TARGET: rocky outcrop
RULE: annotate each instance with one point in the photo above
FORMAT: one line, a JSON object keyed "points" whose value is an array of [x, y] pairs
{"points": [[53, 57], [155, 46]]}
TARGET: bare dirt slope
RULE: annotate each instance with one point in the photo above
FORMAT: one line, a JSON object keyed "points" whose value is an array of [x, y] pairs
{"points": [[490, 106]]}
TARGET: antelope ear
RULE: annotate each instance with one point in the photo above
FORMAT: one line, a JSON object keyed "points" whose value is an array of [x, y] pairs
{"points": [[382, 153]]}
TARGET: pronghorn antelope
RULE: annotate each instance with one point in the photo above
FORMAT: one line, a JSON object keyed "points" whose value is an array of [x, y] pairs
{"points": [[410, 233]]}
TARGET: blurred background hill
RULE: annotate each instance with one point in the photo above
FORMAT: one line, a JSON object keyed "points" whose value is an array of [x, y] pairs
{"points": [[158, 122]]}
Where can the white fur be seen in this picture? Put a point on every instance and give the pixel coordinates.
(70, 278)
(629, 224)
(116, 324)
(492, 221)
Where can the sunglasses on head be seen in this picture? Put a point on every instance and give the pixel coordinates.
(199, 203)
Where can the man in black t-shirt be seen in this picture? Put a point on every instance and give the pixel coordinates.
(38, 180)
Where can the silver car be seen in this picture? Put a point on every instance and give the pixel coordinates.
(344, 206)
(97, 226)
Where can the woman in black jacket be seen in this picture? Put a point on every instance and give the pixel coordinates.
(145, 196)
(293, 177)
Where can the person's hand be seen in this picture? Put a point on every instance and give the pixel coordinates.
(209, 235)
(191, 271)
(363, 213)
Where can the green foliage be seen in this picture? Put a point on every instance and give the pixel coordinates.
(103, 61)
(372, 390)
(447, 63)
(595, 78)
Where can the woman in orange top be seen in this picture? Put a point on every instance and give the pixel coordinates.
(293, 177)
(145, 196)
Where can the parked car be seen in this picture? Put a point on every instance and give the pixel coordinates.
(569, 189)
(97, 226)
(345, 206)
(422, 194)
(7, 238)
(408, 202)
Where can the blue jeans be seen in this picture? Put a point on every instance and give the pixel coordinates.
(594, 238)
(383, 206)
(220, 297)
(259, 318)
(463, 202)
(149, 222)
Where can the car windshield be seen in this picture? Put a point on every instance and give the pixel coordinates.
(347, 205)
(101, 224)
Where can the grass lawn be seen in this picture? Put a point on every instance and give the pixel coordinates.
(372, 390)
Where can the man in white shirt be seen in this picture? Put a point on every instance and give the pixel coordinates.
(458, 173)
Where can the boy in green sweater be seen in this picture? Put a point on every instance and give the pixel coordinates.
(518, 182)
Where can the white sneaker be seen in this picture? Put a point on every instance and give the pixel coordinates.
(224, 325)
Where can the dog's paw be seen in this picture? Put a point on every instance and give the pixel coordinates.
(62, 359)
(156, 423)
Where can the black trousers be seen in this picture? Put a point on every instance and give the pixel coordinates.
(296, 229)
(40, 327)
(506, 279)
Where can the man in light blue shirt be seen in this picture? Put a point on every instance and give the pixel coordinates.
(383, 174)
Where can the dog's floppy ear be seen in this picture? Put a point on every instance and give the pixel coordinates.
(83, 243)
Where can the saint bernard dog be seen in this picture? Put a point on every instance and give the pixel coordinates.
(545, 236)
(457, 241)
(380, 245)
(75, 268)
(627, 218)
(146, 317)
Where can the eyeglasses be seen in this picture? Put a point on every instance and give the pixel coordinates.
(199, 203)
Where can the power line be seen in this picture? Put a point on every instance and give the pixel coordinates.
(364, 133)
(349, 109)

-=-=-=-=-

_Aim_
Copy out all of the records above word for word, keeping every line unchanged.

_Response to this task_
TARGET: rocky outcrop
RULE: annotate each instance with one point in the photo above
FORMAT: one line, a JSON object keyed "points" whose value is an array of [x, y] pairs
{"points": [[53, 57], [155, 46]]}
TARGET: bare dirt slope
RULE: annotate each instance with one point in the photo above
FORMAT: one line, a JSON object keyed "points" whose value is an array of [x, y] pairs
{"points": [[490, 106]]}
TARGET: antelope ear
RULE: annotate each instance with one point in the photo above
FORMAT: one line, a JSON object keyed "points" whose value is an array of [x, y] pairs
{"points": [[382, 153]]}
TARGET: pronghorn antelope
RULE: annotate each instance with one point in the photo above
FORMAT: one line, a JSON object keyed "points" whose value is an array of [x, y] pairs
{"points": [[410, 233]]}
TARGET: blurred background hill
RULE: annotate each instance with one point in the photo above
FORMAT: one line, a JSON object keyed "points" whose value is an array of [x, y] pairs
{"points": [[158, 122]]}
Where can the white fur be seen in this picture? Put a point on every instance and give the pixel coordinates.
(70, 278)
(629, 224)
(116, 324)
(492, 221)
Where can the sunglasses on head be seen in this picture? Put a point on every instance and give the pixel coordinates.
(199, 203)
Where can the man in black t-shirt be seen in this picture? Put a point on every instance and give the pixel coordinates.
(38, 180)
Where can the silver car be seen in this picture? Put a point on every instance and give the pixel coordinates.
(344, 206)
(97, 226)
Where can the woman in black jacket be seen in this picture? Put a point on every instance and give the pixel coordinates.
(145, 196)
(293, 177)
Where can the person's hand be seen in this picture? Put a point on every instance and give the pixel coordinates.
(209, 235)
(191, 271)
(363, 213)
Where can the green foliage be seen in this picture? Put a point on every instance and give the pixel coordinates.
(103, 61)
(372, 390)
(447, 63)
(595, 78)
Where can the woman in orange top be seen in this picture? Put a point on every instance and give the pixel coordinates.
(293, 177)
(145, 196)
Where can the parked car be seen in this picture? Put a point on every instance and give the pixel coordinates.
(569, 189)
(97, 226)
(345, 206)
(422, 194)
(7, 238)
(408, 202)
Where can the blue jeans be seen in this picture? Put a point on every instance and give the pixel coordinates.
(594, 238)
(383, 206)
(220, 297)
(259, 318)
(463, 202)
(149, 222)
Where can the car windshield be seen in this picture? Put a point on every instance and give the pixel coordinates.
(347, 205)
(101, 224)
Where can the grass lawn be seen in this picture? Put a point on every instance and give the pixel coordinates.
(372, 390)
Where can the man in white shirt be seen in this picture? Put a point on every instance and give the pixel coordinates.
(458, 173)
Where can the boy in green sweater be seen in this picture? Put a point on every instance and give the pixel coordinates.
(518, 182)
Where can the white sneaker be seen in this picture? Put a point on every instance and give the pixel coordinates.
(224, 325)
Where can the dog's paw be seen in this picture? Put a point on every instance and give the pixel coordinates.
(62, 359)
(156, 423)
Where can the black trousers be seen in this picture? Put a point on every instance and give the pixel coordinates.
(296, 229)
(40, 327)
(506, 279)
Where can the man in light blue shirt be seen in this picture? Put a point on every instance and give the pixel coordinates.
(383, 174)
Where can the dog's floppy ear be seen in this picture? Put a point on every instance and give the pixel coordinates.
(83, 243)
Where can the saint bernard dog be seen in this picture? Put a point on every instance and give the pixel coordinates.
(545, 236)
(457, 241)
(380, 245)
(75, 268)
(627, 218)
(146, 317)
Where can the eyeglasses be seen in this picture? Put a point on every instance and give the pixel coordinates.
(199, 203)
Where can the power line be seen in this picture? Put a point on every instance and give the pixel coordinates.
(364, 133)
(349, 109)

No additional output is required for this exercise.